**Problem description:**
Count the lines in the rows below that contain the string "metal", with uppercase and lowercase treated as different, and reply with only that number.
###
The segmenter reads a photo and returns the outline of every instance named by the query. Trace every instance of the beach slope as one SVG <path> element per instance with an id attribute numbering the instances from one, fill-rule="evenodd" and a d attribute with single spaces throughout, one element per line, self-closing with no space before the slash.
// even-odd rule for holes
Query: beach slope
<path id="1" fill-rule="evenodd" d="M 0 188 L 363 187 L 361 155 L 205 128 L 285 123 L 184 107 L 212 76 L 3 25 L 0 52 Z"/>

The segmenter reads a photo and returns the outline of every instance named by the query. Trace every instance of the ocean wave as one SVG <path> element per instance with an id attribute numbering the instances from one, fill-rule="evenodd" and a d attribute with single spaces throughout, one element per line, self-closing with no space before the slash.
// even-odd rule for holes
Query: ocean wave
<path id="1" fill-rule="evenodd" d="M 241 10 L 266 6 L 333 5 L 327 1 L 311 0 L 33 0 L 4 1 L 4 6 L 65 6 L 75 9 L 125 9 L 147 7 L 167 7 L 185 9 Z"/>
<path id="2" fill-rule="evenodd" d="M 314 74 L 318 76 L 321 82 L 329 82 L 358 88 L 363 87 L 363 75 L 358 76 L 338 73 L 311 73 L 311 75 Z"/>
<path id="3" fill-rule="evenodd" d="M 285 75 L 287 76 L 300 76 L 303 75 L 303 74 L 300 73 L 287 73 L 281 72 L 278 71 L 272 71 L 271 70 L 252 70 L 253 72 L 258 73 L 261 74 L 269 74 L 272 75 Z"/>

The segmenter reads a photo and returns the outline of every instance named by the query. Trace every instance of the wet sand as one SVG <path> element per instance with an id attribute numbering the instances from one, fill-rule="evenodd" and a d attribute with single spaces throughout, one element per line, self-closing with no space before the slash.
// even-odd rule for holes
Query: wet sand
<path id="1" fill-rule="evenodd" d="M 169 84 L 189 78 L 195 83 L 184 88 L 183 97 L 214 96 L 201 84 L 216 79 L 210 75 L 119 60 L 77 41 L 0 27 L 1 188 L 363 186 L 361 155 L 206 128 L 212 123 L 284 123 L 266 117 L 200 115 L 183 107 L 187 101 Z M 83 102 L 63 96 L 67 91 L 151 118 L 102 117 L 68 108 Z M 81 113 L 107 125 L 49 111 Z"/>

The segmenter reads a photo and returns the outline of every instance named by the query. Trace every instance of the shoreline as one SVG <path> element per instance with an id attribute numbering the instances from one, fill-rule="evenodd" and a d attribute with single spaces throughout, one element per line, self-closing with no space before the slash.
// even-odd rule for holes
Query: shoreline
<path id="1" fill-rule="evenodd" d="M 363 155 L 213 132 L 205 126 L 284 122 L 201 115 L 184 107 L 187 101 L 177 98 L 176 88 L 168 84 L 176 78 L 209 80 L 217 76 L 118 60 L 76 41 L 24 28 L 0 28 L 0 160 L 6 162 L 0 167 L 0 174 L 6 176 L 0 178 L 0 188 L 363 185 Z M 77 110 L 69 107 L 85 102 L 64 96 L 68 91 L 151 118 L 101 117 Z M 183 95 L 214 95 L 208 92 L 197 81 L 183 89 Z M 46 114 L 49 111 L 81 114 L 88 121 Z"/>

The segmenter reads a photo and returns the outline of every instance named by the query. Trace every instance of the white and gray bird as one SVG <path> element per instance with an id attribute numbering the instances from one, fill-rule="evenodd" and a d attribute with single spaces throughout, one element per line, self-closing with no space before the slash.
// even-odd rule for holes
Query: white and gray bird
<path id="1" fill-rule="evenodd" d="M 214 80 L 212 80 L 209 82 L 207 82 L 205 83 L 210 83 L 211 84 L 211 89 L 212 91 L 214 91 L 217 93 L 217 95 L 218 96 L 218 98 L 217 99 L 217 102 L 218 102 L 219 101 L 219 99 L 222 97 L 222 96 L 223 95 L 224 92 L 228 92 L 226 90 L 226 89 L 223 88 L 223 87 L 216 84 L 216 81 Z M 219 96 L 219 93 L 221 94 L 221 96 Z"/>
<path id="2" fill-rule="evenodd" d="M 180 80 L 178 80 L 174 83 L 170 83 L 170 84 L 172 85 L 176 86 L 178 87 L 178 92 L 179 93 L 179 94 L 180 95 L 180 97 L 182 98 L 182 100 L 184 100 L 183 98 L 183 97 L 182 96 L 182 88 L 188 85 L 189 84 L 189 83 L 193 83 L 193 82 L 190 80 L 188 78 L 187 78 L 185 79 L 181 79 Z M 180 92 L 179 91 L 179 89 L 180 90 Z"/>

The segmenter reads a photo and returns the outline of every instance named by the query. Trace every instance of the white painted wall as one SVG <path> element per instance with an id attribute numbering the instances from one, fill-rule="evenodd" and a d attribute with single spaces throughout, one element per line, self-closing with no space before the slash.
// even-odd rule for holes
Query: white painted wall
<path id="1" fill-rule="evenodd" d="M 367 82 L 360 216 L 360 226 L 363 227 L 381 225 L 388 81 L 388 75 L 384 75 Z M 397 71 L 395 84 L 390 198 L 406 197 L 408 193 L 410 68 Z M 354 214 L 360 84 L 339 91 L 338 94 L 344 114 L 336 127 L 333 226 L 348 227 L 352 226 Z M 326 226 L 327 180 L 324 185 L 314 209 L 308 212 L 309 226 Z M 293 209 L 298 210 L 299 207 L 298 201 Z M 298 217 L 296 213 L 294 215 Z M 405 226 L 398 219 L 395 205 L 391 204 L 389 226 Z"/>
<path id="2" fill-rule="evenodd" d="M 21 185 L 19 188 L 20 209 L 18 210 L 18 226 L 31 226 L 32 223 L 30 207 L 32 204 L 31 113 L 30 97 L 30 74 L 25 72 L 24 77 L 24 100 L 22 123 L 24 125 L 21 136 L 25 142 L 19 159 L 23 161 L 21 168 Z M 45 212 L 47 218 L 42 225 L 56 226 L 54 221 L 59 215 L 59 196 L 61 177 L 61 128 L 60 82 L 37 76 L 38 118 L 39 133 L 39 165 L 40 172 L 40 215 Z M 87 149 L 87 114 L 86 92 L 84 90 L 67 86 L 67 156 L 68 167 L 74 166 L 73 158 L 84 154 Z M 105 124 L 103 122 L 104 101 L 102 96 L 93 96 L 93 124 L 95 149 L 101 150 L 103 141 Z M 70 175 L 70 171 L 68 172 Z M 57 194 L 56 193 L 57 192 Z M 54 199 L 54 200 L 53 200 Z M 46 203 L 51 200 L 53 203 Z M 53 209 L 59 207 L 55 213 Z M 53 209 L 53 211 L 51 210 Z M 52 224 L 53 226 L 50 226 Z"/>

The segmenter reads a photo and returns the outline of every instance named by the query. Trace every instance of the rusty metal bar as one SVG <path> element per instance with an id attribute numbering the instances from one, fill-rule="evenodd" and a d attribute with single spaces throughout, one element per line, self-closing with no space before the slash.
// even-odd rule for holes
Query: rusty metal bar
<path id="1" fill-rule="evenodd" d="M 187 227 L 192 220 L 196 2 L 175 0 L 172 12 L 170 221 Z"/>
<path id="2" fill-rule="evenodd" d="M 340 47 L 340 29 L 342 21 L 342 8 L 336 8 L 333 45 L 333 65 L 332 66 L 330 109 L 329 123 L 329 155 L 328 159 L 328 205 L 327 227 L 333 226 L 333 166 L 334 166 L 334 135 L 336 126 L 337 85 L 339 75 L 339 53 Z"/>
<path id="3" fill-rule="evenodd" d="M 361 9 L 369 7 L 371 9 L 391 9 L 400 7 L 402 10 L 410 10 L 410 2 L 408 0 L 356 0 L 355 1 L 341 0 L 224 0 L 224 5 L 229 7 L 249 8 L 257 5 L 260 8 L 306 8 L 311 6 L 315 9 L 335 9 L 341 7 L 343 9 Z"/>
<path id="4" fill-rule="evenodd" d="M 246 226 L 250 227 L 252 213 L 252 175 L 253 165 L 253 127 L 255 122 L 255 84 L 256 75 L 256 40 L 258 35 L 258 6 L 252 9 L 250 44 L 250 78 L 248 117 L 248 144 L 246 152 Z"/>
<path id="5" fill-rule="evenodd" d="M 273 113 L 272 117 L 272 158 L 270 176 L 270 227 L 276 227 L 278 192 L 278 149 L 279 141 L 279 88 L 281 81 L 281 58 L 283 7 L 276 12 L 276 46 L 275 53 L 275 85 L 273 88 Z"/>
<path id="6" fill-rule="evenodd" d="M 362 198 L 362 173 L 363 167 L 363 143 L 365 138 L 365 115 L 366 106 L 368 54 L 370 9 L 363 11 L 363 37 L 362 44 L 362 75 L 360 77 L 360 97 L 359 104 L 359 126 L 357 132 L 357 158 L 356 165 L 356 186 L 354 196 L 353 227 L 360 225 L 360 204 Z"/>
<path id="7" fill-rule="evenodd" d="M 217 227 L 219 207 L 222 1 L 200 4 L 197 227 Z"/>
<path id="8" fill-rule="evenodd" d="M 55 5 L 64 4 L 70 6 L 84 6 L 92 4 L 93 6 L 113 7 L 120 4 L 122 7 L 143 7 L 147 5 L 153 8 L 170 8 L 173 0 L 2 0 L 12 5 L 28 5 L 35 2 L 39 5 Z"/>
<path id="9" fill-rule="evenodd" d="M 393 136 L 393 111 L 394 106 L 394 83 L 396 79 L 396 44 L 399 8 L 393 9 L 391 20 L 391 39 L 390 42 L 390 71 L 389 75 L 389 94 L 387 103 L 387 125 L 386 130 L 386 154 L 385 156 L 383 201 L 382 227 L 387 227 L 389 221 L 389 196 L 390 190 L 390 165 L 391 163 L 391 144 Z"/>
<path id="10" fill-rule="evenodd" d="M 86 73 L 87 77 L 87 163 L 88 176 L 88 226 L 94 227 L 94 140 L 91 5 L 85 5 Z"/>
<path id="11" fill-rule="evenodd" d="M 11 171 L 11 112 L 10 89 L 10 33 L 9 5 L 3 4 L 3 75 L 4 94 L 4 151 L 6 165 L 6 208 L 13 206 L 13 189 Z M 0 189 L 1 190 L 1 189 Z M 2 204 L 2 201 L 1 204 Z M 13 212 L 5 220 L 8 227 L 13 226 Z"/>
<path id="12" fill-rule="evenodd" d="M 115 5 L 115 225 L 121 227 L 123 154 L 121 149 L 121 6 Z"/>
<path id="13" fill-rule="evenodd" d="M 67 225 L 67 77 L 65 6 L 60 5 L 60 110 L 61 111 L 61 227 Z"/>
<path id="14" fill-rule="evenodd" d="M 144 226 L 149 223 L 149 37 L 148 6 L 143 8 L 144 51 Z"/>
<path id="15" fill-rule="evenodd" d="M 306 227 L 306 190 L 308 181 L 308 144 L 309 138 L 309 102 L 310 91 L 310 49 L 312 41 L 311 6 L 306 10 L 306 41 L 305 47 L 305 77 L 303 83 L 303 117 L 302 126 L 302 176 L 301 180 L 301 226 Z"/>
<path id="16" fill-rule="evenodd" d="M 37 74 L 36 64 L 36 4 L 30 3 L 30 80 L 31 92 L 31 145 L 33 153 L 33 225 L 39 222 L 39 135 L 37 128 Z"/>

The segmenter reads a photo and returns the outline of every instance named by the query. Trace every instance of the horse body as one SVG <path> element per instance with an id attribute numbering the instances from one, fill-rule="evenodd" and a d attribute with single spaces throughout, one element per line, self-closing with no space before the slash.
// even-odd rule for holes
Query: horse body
###
**Expected answer:**
2